STATED GOAL —
Rewrite the data below as a numbered list, beginning at the very start of the data and running through the line that contains "[(14, 37), (34, 68), (687, 297)]". Skip any blank lines and leave the pictures out.

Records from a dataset
◆ ◆ ◆
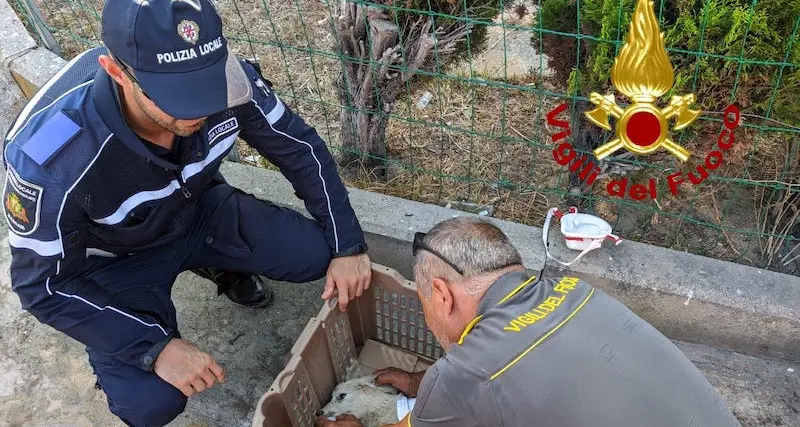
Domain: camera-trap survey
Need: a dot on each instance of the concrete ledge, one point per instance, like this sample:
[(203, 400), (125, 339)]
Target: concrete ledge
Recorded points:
[(14, 37), (34, 68), (687, 297)]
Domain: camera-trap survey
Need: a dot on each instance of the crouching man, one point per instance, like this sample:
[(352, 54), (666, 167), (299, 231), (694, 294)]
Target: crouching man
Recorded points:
[(524, 351)]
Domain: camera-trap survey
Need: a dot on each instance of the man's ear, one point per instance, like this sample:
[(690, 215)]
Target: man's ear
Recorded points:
[(113, 69), (442, 292)]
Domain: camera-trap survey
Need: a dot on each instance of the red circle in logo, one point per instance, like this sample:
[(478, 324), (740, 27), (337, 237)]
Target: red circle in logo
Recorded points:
[(643, 128)]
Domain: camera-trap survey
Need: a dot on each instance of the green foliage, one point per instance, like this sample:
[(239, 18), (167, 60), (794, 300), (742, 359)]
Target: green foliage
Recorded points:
[(732, 29), (458, 12)]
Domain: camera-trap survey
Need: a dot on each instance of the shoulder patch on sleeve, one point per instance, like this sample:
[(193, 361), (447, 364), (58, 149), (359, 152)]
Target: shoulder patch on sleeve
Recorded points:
[(50, 138), (22, 203)]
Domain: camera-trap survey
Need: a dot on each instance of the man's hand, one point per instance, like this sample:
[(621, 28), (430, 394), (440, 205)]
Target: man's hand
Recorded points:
[(349, 277), (187, 368), (407, 383), (346, 420)]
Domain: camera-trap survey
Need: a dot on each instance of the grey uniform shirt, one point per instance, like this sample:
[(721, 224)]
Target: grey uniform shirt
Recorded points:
[(560, 353)]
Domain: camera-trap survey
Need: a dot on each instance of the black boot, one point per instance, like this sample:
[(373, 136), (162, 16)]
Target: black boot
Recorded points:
[(248, 290)]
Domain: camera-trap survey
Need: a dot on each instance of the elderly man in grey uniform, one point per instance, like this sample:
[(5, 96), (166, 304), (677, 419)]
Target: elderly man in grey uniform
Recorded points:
[(524, 351)]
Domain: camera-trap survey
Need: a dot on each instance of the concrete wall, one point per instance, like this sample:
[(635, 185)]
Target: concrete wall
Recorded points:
[(24, 66), (688, 297)]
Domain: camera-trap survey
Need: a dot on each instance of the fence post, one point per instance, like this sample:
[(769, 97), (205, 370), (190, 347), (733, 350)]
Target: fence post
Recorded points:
[(38, 23)]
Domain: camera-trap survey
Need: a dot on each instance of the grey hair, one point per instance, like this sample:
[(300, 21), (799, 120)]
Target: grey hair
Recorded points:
[(474, 245)]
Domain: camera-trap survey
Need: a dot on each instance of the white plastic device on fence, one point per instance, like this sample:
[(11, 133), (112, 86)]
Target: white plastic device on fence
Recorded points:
[(582, 232)]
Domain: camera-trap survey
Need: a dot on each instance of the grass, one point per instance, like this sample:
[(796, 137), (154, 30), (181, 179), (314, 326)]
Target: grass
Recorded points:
[(489, 145)]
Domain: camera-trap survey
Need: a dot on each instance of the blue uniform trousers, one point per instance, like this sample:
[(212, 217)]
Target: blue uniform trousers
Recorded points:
[(233, 231)]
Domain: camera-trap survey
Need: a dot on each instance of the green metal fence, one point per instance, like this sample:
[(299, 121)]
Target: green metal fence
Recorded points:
[(474, 133)]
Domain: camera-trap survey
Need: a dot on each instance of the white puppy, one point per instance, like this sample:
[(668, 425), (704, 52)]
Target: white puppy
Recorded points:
[(374, 406)]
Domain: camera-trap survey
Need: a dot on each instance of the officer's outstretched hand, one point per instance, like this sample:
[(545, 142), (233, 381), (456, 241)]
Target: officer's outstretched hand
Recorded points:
[(407, 382), (349, 277), (187, 368)]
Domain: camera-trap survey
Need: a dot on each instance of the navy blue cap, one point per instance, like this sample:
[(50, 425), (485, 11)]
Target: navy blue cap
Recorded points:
[(176, 51)]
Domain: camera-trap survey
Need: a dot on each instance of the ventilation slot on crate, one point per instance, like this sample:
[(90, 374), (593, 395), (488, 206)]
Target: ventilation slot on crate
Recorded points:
[(401, 323)]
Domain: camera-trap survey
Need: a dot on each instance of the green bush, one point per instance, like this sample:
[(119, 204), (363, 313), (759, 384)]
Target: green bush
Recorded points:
[(450, 14), (728, 28)]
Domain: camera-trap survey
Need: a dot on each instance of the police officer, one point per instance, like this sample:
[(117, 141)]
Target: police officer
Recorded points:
[(113, 189), (524, 351)]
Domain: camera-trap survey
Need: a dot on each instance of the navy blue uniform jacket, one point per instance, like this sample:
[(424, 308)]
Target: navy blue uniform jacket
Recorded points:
[(81, 183)]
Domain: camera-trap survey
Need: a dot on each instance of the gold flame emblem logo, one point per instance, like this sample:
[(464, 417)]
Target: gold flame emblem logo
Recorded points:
[(643, 73)]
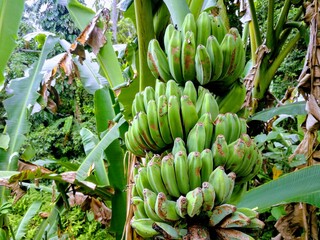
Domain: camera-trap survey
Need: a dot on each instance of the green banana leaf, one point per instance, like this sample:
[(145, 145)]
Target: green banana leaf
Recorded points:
[(293, 109), (10, 16), (107, 59), (178, 10), (300, 186), (23, 225), (18, 105)]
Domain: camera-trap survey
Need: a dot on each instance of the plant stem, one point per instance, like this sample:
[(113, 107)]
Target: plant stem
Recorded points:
[(145, 32)]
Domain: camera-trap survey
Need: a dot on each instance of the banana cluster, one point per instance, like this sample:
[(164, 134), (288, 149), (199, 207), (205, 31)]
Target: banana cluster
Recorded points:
[(172, 190), (167, 112), (202, 51)]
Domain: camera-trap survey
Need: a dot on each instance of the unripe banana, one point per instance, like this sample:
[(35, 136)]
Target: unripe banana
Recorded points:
[(162, 110), (178, 145), (197, 138), (143, 227), (167, 35), (172, 89), (195, 201), (168, 175), (194, 172), (138, 207), (236, 219), (220, 151), (181, 206), (174, 56), (189, 24), (216, 57), (208, 126), (154, 175), (191, 91), (189, 114), (144, 132), (153, 123), (159, 89), (149, 199), (220, 212), (157, 61), (174, 117), (221, 184), (203, 28), (228, 47), (209, 105), (201, 93), (208, 196), (166, 209), (206, 157), (188, 53), (203, 65), (218, 28), (181, 167), (148, 94), (224, 233), (233, 100)]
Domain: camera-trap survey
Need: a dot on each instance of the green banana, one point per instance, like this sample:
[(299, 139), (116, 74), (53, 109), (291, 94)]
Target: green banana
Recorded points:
[(228, 47), (209, 196), (143, 227), (218, 28), (224, 233), (233, 100), (188, 52), (220, 151), (194, 169), (153, 123), (221, 184), (174, 117), (195, 201), (154, 175), (203, 65), (206, 157), (159, 89), (157, 61), (149, 199), (162, 111), (181, 206), (148, 94), (166, 209), (138, 207), (174, 56), (220, 212), (191, 91), (196, 138), (166, 38), (168, 175), (216, 57), (203, 28), (189, 24), (189, 114), (181, 167), (144, 131), (208, 126), (209, 105), (178, 145)]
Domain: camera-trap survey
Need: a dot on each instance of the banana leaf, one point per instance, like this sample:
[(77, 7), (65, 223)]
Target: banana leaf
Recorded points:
[(10, 16), (18, 105), (23, 225), (300, 186)]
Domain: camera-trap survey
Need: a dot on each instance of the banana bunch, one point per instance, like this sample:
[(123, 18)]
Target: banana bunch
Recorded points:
[(166, 112), (240, 156), (202, 51), (160, 209)]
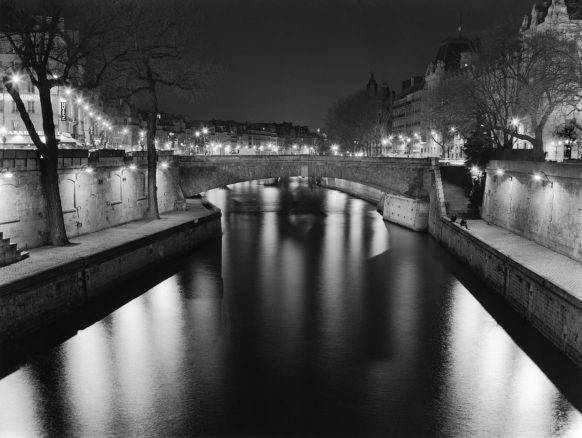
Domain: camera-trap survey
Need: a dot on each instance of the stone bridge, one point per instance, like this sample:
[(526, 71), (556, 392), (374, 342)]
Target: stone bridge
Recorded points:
[(401, 176)]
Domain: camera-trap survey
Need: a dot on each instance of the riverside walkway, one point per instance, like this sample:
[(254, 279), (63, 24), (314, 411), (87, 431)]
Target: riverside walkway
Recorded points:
[(562, 271), (48, 258), (556, 268)]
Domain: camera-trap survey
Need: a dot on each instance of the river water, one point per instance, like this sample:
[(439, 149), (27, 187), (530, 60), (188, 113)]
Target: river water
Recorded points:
[(310, 317)]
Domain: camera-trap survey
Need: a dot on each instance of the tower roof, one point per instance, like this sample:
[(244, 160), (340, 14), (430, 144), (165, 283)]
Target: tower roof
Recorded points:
◆ ◆ ◆
SOLUTION FOR THIS PROBLEM —
1. Domain: camera-trap survey
2. Need: a dot on each instance of the concrete ledge, one point per instance, like this sample:
3. [(203, 400), (125, 339)]
4. Target: concrete ledge
5. Recorded points:
6. [(14, 37), (34, 68), (687, 297)]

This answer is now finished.